**GIVEN TASK**
Reproduce the listing below, swapping each "one dot per instance" for "a single dot for each instance" and leaving everything else unchanged. Omit the pictures from your answer.
· · · · · · ·
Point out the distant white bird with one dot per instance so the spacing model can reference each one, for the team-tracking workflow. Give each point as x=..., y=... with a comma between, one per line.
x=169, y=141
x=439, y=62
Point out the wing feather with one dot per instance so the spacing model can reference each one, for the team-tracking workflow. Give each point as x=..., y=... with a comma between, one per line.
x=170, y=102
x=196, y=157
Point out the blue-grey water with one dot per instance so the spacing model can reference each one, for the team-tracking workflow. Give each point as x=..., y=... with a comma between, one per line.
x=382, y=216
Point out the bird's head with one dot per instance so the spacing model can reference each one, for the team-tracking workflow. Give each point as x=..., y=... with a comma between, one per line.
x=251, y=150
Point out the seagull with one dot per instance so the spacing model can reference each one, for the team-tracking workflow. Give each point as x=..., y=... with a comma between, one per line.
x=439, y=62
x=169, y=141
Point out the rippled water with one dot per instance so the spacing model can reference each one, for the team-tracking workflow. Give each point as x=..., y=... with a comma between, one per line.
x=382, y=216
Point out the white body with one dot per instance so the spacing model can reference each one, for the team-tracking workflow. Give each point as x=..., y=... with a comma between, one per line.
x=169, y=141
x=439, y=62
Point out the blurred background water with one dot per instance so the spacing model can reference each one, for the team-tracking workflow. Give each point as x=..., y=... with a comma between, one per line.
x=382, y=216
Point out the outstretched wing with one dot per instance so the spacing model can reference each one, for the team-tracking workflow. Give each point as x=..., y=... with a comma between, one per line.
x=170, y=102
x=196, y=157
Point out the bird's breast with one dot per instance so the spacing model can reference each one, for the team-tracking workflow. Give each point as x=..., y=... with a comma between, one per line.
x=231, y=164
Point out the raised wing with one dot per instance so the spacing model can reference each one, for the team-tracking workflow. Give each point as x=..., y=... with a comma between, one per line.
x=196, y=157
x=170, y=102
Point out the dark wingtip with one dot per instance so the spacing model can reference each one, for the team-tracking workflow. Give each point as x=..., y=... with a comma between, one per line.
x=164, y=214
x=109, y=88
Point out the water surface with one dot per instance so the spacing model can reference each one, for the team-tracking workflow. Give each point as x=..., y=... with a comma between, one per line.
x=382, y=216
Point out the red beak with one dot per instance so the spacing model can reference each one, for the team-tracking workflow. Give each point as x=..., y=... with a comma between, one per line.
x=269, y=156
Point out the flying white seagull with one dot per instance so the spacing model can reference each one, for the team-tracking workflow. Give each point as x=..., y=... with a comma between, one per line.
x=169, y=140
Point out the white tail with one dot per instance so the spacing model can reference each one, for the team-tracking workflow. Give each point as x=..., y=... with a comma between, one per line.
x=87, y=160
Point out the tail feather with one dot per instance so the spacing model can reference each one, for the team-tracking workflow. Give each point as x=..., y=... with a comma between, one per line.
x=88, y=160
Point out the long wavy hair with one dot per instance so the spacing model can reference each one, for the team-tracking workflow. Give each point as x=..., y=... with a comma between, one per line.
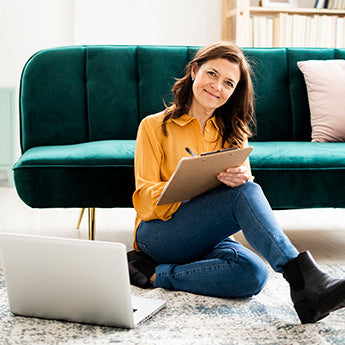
x=236, y=116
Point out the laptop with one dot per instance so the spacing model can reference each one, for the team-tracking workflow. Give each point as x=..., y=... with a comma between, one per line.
x=72, y=280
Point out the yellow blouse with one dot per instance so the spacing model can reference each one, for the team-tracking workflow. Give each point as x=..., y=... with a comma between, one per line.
x=157, y=155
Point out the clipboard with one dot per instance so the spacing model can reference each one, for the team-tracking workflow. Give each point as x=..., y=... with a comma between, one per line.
x=196, y=175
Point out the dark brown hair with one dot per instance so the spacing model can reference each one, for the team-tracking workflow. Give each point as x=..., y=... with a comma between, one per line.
x=234, y=117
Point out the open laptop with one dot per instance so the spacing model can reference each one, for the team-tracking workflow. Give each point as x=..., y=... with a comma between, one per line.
x=73, y=280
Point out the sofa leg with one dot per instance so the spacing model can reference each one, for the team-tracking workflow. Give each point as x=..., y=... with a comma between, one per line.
x=80, y=217
x=92, y=214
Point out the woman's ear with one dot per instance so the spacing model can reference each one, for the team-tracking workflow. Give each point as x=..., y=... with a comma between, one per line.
x=194, y=70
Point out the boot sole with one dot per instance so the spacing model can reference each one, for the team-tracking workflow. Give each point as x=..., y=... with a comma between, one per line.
x=313, y=311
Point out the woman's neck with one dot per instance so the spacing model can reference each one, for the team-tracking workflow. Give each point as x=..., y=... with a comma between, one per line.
x=201, y=114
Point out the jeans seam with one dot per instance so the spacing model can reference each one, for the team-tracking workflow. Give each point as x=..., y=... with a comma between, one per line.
x=262, y=228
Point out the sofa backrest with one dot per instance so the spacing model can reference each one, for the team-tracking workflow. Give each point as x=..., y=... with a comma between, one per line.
x=77, y=94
· · · · · · ·
**THE RESPONSE**
Point out the distant white bird with a single dot for each instance so the spacing model can reference each one, for the team-tracking workflow. Give each point as x=..., y=... with a comma between, one per line.
x=169, y=141
x=439, y=62
Point out the wing feather with a single dot for each instance so the spacing model can reference each one, for the team-tracking workflow. Give each point as x=..., y=... with a comma between, one per line.
x=170, y=102
x=196, y=157
Point out the blue-grey water with a single dot for each instance so the spacing model can reference each one, for the team-tracking workflow. Give each point as x=..., y=... with a comma between, one per line.
x=382, y=216
Point out the bird's head with a single dot for each instance so the spacing model can reference each one, for the team-tracking workflow. Give each point as x=..., y=... with a comma between, one per line.
x=251, y=150
Point out the seagull with a single dot for each instance so the spacing model can reference each one, for the team-tracking workflow. Give each point as x=..., y=... with a comma between, one per line.
x=439, y=62
x=169, y=141
Point out the rippled water with a single dot for each instance so the spacing model can reference each one, for the team-tracking workflow. Give each point as x=..., y=... with a comma between, one per line.
x=382, y=216
Point out the white body with a single dot for each instance so the spacing model can reference each one, for the team-tracking workflow. Give each point as x=..., y=... with a comma between, one per line.
x=169, y=141
x=439, y=62
Point out the blurred background water with a single dot for each instance so the spacing model can reference each one, for the team-tracking workflow. Give each point as x=..., y=... with a comma between, one per line.
x=382, y=216
Point out the outstretched wing with a single dot for each instance so the spacing model can reference each one, for the team-tracking workflow. Give each point as x=..., y=... with a comma between, one per line.
x=170, y=102
x=196, y=157
Point out the bird's breast with a single dot for each instance so the spacing model can reference each one, for the team-tracking workflow. Give each point as x=..., y=... with a comma between, one per line.
x=231, y=164
Point out the raised wing with a single dot for each instance so the spacing model can reference each one, for the team-tracking workflow. Give each point as x=..., y=... with a comma between, one per line.
x=196, y=157
x=170, y=102
Point out the dark wingtip with a single dot for each instance so the spacing model can reference each one, for the team-tracking workflow. Give each point as x=..., y=... with a comma between, one per line.
x=164, y=214
x=109, y=88
Point out the water surface with a single dot for each instance so the spacing model can reference each one, for the team-tracking workflow. Give each point as x=..., y=... with a comma between, one per line.
x=382, y=216
Point out the red beak with a single dot for each instance so the spacing model can reference each one, for the team-tracking workflow. Give each point as x=..., y=... with a comma between, one per line.
x=269, y=156
Point out the flying white seagull with a single dot for each instance so the spacing model can reference each one, for the team-tracking workflow. Give each point as x=..., y=... with a comma between, one per line.
x=169, y=140
Point out the white tail with a single dot for each instance so the spacing model can reference each one, for the team-tracking workflow. Give each point as x=..., y=... with a comma between, one per line.
x=87, y=160
Point out the tail feather with a single dot for each instance so the spacing model can reference each one, for the team-tracking workflow. Give each point as x=..., y=... with a comma between, one per line.
x=88, y=160
Point out the long wavy hair with a single dot for each instance so the spacing model can reference each one, for the team-tracking workflow. Give each point as x=..., y=... with a comma between, one per line.
x=236, y=116
Point out the laptop with a single dot for each instance so the spacing model can reference each one, for the team-tracking workflow. Give each point as x=..., y=... with a comma between, one per line.
x=72, y=280
Point out the yellow blouse with a single dot for each instance so the spacing model can reference each one, for the team-tracking workflow. Give each point as x=..., y=... with a comma between, one per line.
x=157, y=155
Point out the clipboard with a single dot for each instance so the spacing model can reference each one, for the team-tracking workflow. Give each point as x=..., y=... with a comma between, one per line.
x=196, y=175
Point out the dark brown hair with a single dot for each instance so the spacing model can reference each one, for the team-tracking workflow. Give each point as x=..., y=... with a comma between, one per line.
x=234, y=117
Point out the open laptop with a single dot for each instance so the spacing model can reference each one, for the team-tracking workflow. Give each point as x=..., y=... with a comma between, one per line.
x=73, y=280
Point out the sofa leg with a single dot for each instance so the spacing model can reference each one, for the team-tracking workflow. Give each point as x=..., y=... with a comma between, one per line.
x=80, y=217
x=92, y=214
Point out the woman's ear with a single dot for each instance so the spacing model can reference each one, for the team-tracking workflow. Give each point as x=..., y=... with a comma between, one per line.
x=194, y=70
Point out the boot sole with a single dot for each instance so the spacing model can reference each one, for the team-tracking workflow. Give each point as x=..., y=... with a comma between, one per line.
x=313, y=311
Point out the woman's neck with a single dot for each instance so the spacing model can reference each one, for the team-tracking workflow. Give each point as x=..., y=... with a comma between, one per line.
x=201, y=114
Point out the jeans seam with a single dot for each instance so the spacing model can reference each one, for the team-tracking workflow. Give each point as x=..., y=... with a comma between, one per line.
x=262, y=228
Point out the sofa backrest with a single dot for each instance so the spacing model can reference each one, for the team-tracking workflow. Give each point as x=..., y=... with a comma between, one per line.
x=77, y=94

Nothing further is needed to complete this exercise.